**Passage shown**.

Yesterday, starting at 1pm and stretching long into the night, the Massachusetts Legislature’s Joint Committee on the Judiciary held a hearing on pending legislation, including on many privacy and surveillance-related bills. Members of the public started lining up more than an hour beforehand, trying to get on the list to testify not just on the privacy bills but on domestic violence protections, transgender rights, immigrant rights and animal cruelty. By 1pm, the crowd numbered in the hundreds, and the room was obviously not going to hold all of us, so we got moved to the much larger Gardner Auditorium which (just about) held everybody.
After I posted an article giving Digital Fourth’s view on the wiretapping law on Blue Mass Group, Massachusetts’ largest Democratic blog, we got some attention from Mr. Brad Puffer, Director of Communications for the Mass Attorney General’s office. They seem put out. Maybe they didn’t like the lede, “Coakley Channeling the NSA?” 🙂
The above blog post includes inaccuracies that are highly misleading about the changes our office has proposed to the currently outdated Massachusetts wiretap law. Updating the wiretap law is a critical tool to combatting gang violence, gun violence, human trafficking, and many other violent crimes that undermine public safety in our communities. And equally important to what it does, is what it does not do. One thing it does not do is alter in any way the many safeguards already put in place under the current wiretap statute to protect against abuse.
I will explain some of the benefits of this new law further below, but first want to correct some of the inaccuracies in this blog post:
1) The proposed update to the wiretap law does not legalize mass interception of telecommunication switching stations. Each wiretap must be applied for and authorized individually by a Superior Court judge.
2) Marijuana possession is not eligible for a wiretap. Only serious designated felonies in the statute would be covered. According to federal law, only crimes with a minimum one year prison sentence are eligible for a wiretap.
The current wiretap law has not been updated since 1968, back when criminal activity and technology was vastly different. In 1968, the law was focused on “organized crime.” A 2011 SJC decision that upheld the suppression of statements obtained by a wire interception during a murder investigation stated very clearly that the investigation and prosecution of some of today’s most destructive crimes, including street violence, are hampered by this antiquated statute. The SJC urged an update to the law.
The updates we seek are common-sense and concise, including:
• Bringing the law up to date with technology: The legislation acknowledges that today communication is largely electronic and wireless. By updating the definition of “wire communication,” the bill makes explicit the law’s application to cellular and text technology without tailoring the definition so narrowly as to foreclose future technological developments.

**Supplied material**.
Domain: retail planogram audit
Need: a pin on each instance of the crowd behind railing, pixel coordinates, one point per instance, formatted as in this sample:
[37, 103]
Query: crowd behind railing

**Stated exercise**.
Decide whether each statement agrees with the passage on the Massachusetts wiretap law. Answer yes or no, and quote the words of the passage that decide it: (a) the hearing moved to Gardner Auditorium; (b) under the proposed update, a Superior Court judge must authorize each wiretap individually; (c) the current wiretap law was last updated in 2011.

**Response**.
(a) Yes: "we got moved to the much larger Gardner Auditorium"
(b) Yes: "Each wiretap must be applied for and authorized individually by a Superior Court judge."
(c) No: "The current wiretap law has not been updated since 1968"